▶ _Data for the task_:

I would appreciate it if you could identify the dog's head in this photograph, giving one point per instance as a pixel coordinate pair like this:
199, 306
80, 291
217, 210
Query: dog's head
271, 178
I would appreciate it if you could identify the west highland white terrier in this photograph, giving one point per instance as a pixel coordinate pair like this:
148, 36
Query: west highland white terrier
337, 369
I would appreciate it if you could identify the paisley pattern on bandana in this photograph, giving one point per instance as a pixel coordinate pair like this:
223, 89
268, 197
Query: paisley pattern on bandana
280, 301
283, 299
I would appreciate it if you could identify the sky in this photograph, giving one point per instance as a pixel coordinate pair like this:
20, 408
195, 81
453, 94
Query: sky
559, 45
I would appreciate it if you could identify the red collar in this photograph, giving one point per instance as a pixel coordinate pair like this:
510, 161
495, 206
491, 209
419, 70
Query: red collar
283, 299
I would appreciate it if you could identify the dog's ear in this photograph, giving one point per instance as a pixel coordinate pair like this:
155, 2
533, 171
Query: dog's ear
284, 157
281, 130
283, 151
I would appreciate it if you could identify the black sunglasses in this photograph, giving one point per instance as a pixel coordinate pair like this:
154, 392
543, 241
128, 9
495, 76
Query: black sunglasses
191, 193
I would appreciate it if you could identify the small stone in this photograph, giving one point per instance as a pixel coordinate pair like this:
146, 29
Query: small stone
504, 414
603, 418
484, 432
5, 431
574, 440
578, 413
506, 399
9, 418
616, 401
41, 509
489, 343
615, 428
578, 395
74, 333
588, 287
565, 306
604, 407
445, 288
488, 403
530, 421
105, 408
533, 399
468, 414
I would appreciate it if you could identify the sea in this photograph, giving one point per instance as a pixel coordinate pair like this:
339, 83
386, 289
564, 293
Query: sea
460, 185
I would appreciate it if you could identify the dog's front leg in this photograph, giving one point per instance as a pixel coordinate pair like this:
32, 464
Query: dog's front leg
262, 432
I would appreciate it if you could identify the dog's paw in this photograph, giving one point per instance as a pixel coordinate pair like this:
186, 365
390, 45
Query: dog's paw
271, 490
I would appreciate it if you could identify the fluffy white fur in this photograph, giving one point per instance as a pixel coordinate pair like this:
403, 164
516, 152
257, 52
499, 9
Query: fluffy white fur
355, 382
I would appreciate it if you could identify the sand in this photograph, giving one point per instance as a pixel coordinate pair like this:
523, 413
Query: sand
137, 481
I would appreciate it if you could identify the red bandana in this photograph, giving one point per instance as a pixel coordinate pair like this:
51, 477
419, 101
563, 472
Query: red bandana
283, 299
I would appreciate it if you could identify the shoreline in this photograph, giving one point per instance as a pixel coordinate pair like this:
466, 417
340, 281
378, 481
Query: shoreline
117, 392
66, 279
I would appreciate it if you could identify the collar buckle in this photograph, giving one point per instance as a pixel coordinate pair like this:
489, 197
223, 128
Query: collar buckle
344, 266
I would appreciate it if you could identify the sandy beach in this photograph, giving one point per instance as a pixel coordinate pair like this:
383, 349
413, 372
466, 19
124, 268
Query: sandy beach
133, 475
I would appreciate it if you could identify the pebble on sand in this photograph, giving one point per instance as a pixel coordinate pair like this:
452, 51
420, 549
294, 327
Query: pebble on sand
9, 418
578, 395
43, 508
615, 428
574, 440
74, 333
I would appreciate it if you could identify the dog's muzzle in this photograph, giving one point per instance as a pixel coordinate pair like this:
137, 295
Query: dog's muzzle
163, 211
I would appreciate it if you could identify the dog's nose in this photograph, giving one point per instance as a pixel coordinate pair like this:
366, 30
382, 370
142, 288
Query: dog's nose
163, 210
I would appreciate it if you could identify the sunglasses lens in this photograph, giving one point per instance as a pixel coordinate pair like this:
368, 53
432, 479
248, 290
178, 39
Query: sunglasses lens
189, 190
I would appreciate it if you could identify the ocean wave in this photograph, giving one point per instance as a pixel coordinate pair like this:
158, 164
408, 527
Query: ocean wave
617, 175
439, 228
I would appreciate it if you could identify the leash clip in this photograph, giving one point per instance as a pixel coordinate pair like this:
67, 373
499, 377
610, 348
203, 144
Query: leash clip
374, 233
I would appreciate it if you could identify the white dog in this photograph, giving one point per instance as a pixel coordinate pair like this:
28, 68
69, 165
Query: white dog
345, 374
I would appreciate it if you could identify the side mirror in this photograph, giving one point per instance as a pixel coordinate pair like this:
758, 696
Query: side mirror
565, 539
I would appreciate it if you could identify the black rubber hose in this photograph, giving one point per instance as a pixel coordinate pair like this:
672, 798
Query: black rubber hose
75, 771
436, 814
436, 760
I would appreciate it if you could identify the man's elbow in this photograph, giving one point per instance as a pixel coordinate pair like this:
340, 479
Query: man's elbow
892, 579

▶ _Problem to work on_: Extract, word for word, each line of the listing above.

▶ _Answer for the task_:
I would appreciate it if you could identify the dog's head in this photograph, giving one point per instance as a pixel coordinate pair like this:
199, 306
80, 291
217, 210
Query: dog's head
271, 178
I would appreciate it if you could identify the west highland white terrier in this photograph, giving one point per instance as a pixel coordinate pair like this:
148, 36
Query: west highland white terrier
337, 369
I would appreciate it if you could identify the paisley pattern on bandana in this photograph, giving one point per instance as a pixel coordinate pair like this:
223, 89
268, 197
Query: paisley pattern on bandana
280, 301
283, 299
I would appreciate it if you could identify the sky in this photograph, giving one point per instance as a pixel coordinate pair like this:
20, 408
195, 81
453, 94
Query: sky
559, 45
I would appreciate it if you could identify the red collar in this photograph, giving one point per instance as a pixel coordinate pair like this:
510, 161
495, 206
491, 209
419, 70
Query: red collar
283, 299
I would appreciate it if you could identify the dog's ear in this photograph, giving one point per instance as a pixel coordinate pair like this:
155, 2
533, 171
Query: dog's ear
284, 157
281, 130
283, 151
I would appreciate it if you could identify the black sunglasses in this photograph, giving one point per instance as a pixel coordinate pair like this:
154, 392
543, 241
128, 9
495, 76
Query: black sunglasses
191, 193
I would appreciate it if you could identify the small stone in this photograph, giving one point per instance as a pixel coordinate pair like this:
146, 29
Query: small stone
504, 414
603, 418
484, 432
5, 431
574, 440
578, 413
506, 399
9, 418
616, 401
41, 509
489, 343
615, 428
578, 395
74, 333
588, 287
565, 306
604, 407
445, 288
488, 403
530, 421
105, 408
533, 399
468, 414
I would appreciate it if you could identify the sea in this photograph, giving one point per instance as a pixel coordinate pair like this:
339, 83
386, 289
564, 293
Query: sea
460, 185
I would appreciate it if you could identify the dog's front leg in this photograph, giving one point per instance as a pixel coordinate pair like this:
32, 464
Query: dog's front leg
262, 432
I would appreciate it if you could identify the dog's paw in this photograph, giving one point per instance as a pixel coordinate pair like this:
186, 365
390, 45
Query: dog's paw
271, 490
I would appreciate it if you could identify the fluffy white fur in this photograph, giving one point per instance as a pixel coordinate pair like this:
403, 164
516, 152
257, 52
499, 9
Query: fluffy white fur
355, 382
I would appreciate it if you could identify the sand in this photograph, giving one point per instance as a pixel coordinate pair like this:
523, 413
Query: sand
137, 481
I would appreciate it if you could identify the red bandana in this photograph, giving one point per instance as a pixel coordinate pair like this:
51, 477
419, 101
563, 472
Query: red bandana
283, 299
I would appreciate it if you could identify the shoreline in this photograph, giving one point per instance as a pixel coordinate pair like this:
466, 417
340, 281
378, 481
Query: shoreline
117, 392
66, 279
I would appreciate it if you could identify the collar buckle in this photograph, giving one point per instance as a pixel coordinate pair like this:
489, 197
223, 128
Query: collar buckle
344, 266
I would appreciate it if you could identify the sandy beach in this photograph, giving one point per instance as a pixel coordinate pair like this:
383, 349
413, 372
466, 19
124, 268
Query: sandy beach
133, 475
I would appreciate it if you could identify the pebble on sand in this photograph, giving one point per instance as a pixel coordinate pair like this:
452, 51
420, 549
294, 327
Query: pebble on sand
9, 418
578, 395
43, 508
615, 428
574, 440
74, 333
I would appreciate it if you could identify the dog's muzzle in this photograph, giving one point per instance as a pixel coordinate pair like this:
137, 295
Query: dog's muzzle
163, 211
I would appreciate it if you could identify the dog's nose in this photograph, giving one point per instance as a pixel coordinate pair like this:
366, 30
382, 370
142, 288
Query: dog's nose
163, 210
I would appreciate it if you could identify the sunglasses lens in this photograph, giving one point per instance as a pixel coordinate pair like this:
368, 53
432, 479
248, 290
178, 39
Query: sunglasses lens
189, 190
I would appreciate it if you could identify the ocean wave in this photograph, giving one point per instance as a pixel coordinate pair like this:
158, 164
408, 527
Query: ocean wave
617, 175
439, 228
I would appreciate it if you could identify the leash clip in this photograph, giving one point per instance as a pixel coordinate pair like this:
67, 373
499, 377
610, 348
203, 144
Query: leash clip
374, 233
I would appreciate it if you could identify the white dog in this photograph, giving one point per instance as a pixel coordinate pair like this:
28, 68
69, 165
Query: white dog
345, 374
I would appreciate it if you could identify the side mirror in this photograph, giving one point per instance as a pixel coordinate pair like this:
758, 696
Query: side mirror
565, 539
I would appreciate it if you could identify the black rubber hose in this photograph, giving one point per instance as a pixel coordinate pair like this:
672, 798
Query: black rubber hose
75, 771
436, 814
436, 760
I would appreciate it if you could identify the man's elbow in this photograph, giving one point per instance as a pixel coordinate pair like this:
340, 479
Query: man's elbow
892, 579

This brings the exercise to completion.